[Opening Text block section]

These results indicate that Ci-FGF9/16/20 signalling is required for activation of Ci-Nodal expression in the b6.5 blastomere at the 32-cell stage. Ci-Nodal is thus an excellent candidate for the signal responsible for patterning of the A-line neural lineages.
Nodal signals are required for patterning of the A-line neural lineage, but not for specification of neural fate
In order to investigate the role of Nodal during neural patterning, three methods were chosen to inhibit Nodal signalling. Firstly, we used a pharmacological inhibitor, SB431542, which blocks the TGFβ type I receptors ALK4, ALK5 and ALK7, for Activin and Nodal ligands, without inhibiting other ALK family members that bind to BMP ligands(Inman et al., 2002). In the Ciona genome, one potential Nodal receptor is apparent, named Ci-TGFβ-receptor Ic, which appears to represent vertebrate ALK4, -5 and -7 and thus in this study we refer to it as Ci-ALK4/5/7(Hino et al., 2003). As a second method to inhibit Nodal signalling, we constructed a truncated version of Ci-ALK4/5/7 in which the cytoplasmic domain was removed. This truncation of the type I receptors of the TGFβ ligand superfamily has been shown in other systems to act as a dominant negative(Chang et al., 1997; Suzuki et al., 1994). Finally,we injected an antisense morpholino oligonucleotide against Ci-Nodal(Ci-Nodal-MO) to knock down the Nodal ligand. Analysis of the Cionagenome has revealed the presence of a single Nodal gene(Hino et al., 2003).

[Closing Text block section]
[Opening Provided records section]

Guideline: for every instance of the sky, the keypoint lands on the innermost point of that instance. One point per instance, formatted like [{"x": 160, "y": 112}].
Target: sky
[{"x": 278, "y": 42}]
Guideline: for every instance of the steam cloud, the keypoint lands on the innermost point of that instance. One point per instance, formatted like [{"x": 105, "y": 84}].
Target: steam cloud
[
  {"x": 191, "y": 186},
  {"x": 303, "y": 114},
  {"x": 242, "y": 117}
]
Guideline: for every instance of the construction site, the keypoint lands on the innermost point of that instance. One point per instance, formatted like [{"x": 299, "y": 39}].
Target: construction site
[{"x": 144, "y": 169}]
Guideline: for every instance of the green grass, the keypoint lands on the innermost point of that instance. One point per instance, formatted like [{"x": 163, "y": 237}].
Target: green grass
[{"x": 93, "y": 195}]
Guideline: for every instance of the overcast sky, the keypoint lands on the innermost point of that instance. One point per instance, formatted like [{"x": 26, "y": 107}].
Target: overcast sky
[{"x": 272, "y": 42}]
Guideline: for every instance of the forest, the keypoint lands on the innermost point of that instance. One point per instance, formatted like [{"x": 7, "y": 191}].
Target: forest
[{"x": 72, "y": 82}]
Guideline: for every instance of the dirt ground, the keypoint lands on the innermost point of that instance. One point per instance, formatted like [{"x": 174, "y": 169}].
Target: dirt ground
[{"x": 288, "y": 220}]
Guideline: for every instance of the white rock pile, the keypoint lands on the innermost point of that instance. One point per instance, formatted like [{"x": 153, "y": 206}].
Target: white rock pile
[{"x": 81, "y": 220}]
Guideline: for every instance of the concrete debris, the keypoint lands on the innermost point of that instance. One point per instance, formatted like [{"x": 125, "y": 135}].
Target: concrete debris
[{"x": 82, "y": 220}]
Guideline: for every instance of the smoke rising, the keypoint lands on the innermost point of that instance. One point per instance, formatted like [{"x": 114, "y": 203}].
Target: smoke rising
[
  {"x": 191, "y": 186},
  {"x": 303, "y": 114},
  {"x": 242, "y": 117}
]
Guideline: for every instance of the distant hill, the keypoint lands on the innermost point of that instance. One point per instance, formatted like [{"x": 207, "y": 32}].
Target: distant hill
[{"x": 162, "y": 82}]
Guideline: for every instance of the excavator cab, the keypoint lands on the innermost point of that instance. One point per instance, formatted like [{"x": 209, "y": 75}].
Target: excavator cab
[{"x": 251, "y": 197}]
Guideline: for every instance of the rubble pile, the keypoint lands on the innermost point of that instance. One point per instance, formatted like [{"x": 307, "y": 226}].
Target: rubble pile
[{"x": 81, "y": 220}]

[Closing Provided records section]

Aim of the task: Continue the passage on Nodal signalling in Ciona neural patterning, picking up after its final sentence. The rows are drawn from a separate source unrelated to the passage.

Reply to the exercise:
Using these three reagents to inhibit Nodal signalling, we looked at expression of Ci-Snail and Ci-Delta2 at the early gastrula stage. Inhibition of Nodal signalling by all three methods abolished Ci-Snail and Ci-Delta2 expression in A8.15/A8.16(Fig. 4A; Table 1). Expression of Ci-Delta2 in the b-line cells was also lost, suggesting that Ci-Nodal may also play a role in b-line fate (Fig. 4A; Table 1). Expression of Ci-Snail in the primary muscle lineages was not affected. In contrast to inhibition of Nodal, ectopic activation of Nodal signalling by injecting Ci-Nodal mRNA into eggs had the opposite effect, such that Ci-Delta2 and Ci-Snail were expressed in up to all eight A-line neural cells in 59% (16/27 in all eight cells) and 53%(19/36 in all eight cells) of cases, respectively(Fig. 4A).
Despite the loss of Ci-Snail and Ci-Delta2 expression following inhibition of Nodal signalling, A8.15/A8.16 still expressed Ci-ETR, suggesting that they still adopt a neural fate(Fig. 4A; Table 1). Consistent with the observation that Nodal signalling is not required for specification of neural fate, the neural plate still formed in embryos in which Nodal signalling was inhibited. Ci-ETR and Ci-Otx, expression of which normally covers a large part of the neural plate, were still expressed in SB431542-treated embryos (Fig. 4B). Although it was not possible to count the exact number of cells expressing these genes, the size of the neural plate appeared similar in size to that of control embryos. The position of the neural plate was altered in SB431542-treated embryos, so that it remained `on top' of the embryo owing to defects in gastrulation movements associated with inhibition of Nodal signalling.
These results show that Nodal signalling is required for the lateral A-line neural precursors to initiate a molecular programme different from that of the medial precursors, but is not required for the formation or maintenance of generic neural fate.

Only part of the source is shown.